▶ [Что сделать]:
A: Ответьте по отрывку о встрече Ерошенко с Кропоткиным:
(i) Куда дочь Кропоткина предложила Ерошенко приехать вместе с товарищами?
(ii) Кто, по словам Кропоткина, раньше задавал ему такой же вопрос о капитане корабля?
(iii) Сколько рублей в год, как утверждает Ерошенко, Орлов-Давыдов берет с крестьян за десятину земли?
B: Перепишите слово в слово фрагмент отрывка о встрече Ерошенко с Кропоткиным, начиная со слов «Кропоткин рассказывал о» и заканчивая словами «согласился? – спросил Василий.» включительно.

▶ [Исходный текст]:
======

После одной из лекций Кропоткина Ерошенко подошел к его дочери и тихо сказал:
– К сожалению, я не все понял. Но мне бы не хотелось сейчас обращаться к вашему отцу. Раньше я почитаю его книги. Только вот удастся ли мне снова его увидеть?
– Ничего нет проще, – ответила она. – Соберите своих товарищей и приезжайте к нам, в Брайтон. Отец любит беседовать с молодыми людьми.
Недели через две в гости к Кропоткину отправилась довольно разношерстная компания – социал-демократы, анархисты, кадеты. Они спорили всю дорогу, и Ерошенко даже трудно было разобрать, в чем суть их спора. У Кропоткина они застали группу русских и среди них графа Орлова-Давыдова – того самого, кому принадлежали земли в Курской губернии, в том числе и Обуховка.
Кропоткин рассказывал о взаимопомощи среди животных, о том, что нечто подобное должно происходить и среди людей – только тогда, по его мнению, они добьются полного равенства в анархистских коммунах, где не будет ни профессиональных администраторов, ни подчиненных.
– Но как это возможно? – сказал Ерошенко. – В каждом деле нужен главный. Чтобы быть, к примеру, капитаном корабля, нужно учиться.
– Вы знаете, – живо откликнулся Кропоткин, – точно такой вопрос задал мне один швейцарский рабочий. Я ответил, что среди пассажиров всегда найдется человек, который сможет повести корабль.
– И он с вами согласился? – спросил Василий.
– Нет, он сказал, что не решился бы поехать на таком пароходе.
– Я тоже, – рассмеялся Ерошенко.
– Вы оба неправы, – возразил Кропоткин. – В будущем не должно быть ни руководителей, ни подчинённых. Наша цель – полное равенство.
– Но как вы заставите помещика жить наравне с крестьянами, отдать им свою землю?
– Силой морального воздействия, – ответил Кропоткин. – Если он откажется это сделать; мы подвергнем его общественному презрению.
– О, тогда у вас есть возможность тотчас доказать нам это на деле, – живо откликнулся Ерошенко. – Рядом с вами сидит помещик Орлов-Давыдов. За десятину земли он берет с крестьян двадцать два рубля в год! Попросите его для начала хотя бы уменьшить цену. Уверяю вас, он скорее съест эту десятину.
В комнате раздался дружный смех. Граф Орлов-Давыдов, пробормотав что-то по-французски, бросился к двери. Хозяйка дома попросила его остаться!

======

▶ [Предоставленный материал]:
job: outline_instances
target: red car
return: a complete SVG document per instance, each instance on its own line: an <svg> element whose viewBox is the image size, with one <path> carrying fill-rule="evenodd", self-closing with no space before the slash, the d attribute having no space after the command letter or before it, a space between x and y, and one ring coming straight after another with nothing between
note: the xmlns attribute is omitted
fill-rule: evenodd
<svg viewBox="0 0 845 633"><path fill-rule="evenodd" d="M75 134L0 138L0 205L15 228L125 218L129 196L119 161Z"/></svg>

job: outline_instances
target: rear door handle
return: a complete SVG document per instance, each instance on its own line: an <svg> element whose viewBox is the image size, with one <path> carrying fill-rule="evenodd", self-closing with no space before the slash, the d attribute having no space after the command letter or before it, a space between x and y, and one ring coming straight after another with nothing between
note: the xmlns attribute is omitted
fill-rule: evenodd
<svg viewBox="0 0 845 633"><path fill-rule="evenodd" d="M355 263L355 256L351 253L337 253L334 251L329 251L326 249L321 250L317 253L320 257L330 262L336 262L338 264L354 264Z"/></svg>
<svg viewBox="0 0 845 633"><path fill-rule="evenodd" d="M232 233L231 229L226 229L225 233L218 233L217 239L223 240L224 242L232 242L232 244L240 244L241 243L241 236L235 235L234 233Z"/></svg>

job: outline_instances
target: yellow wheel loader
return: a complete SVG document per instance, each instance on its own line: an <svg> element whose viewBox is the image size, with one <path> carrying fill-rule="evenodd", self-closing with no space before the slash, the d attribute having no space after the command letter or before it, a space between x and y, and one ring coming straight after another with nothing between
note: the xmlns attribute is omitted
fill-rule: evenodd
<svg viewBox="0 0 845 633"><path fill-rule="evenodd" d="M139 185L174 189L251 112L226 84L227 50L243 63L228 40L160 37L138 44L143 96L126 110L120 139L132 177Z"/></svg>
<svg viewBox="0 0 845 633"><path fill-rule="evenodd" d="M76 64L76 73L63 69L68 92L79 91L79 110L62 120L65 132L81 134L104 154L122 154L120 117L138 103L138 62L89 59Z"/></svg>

======

▶ [Ответы]:
A:
(i) В Брайтон.
(ii) Один швейцарский рабочий.
(iii) Двадцать два рубля.

B:
Кропоткин рассказывал о взаимопомощи среди животных, о том, что нечто подобное должно происходить и среди людей – только тогда, по его мнению, они добьются полного равенства в анархистских коммунах, где не будет ни профессиональных администраторов, ни подчиненных.
– Но как это возможно? – сказал Ерошенко. – В каждом деле нужен главный. Чтобы быть, к примеру, капитаном корабля, нужно учиться.
– Вы знаете, – живо откликнулся Кропоткин, – точно такой вопрос задал мне один швейцарский рабочий. Я ответил, что среди пассажиров всегда найдется человек, который сможет повести корабль.
– И он с вами согласился? – спросил Василий.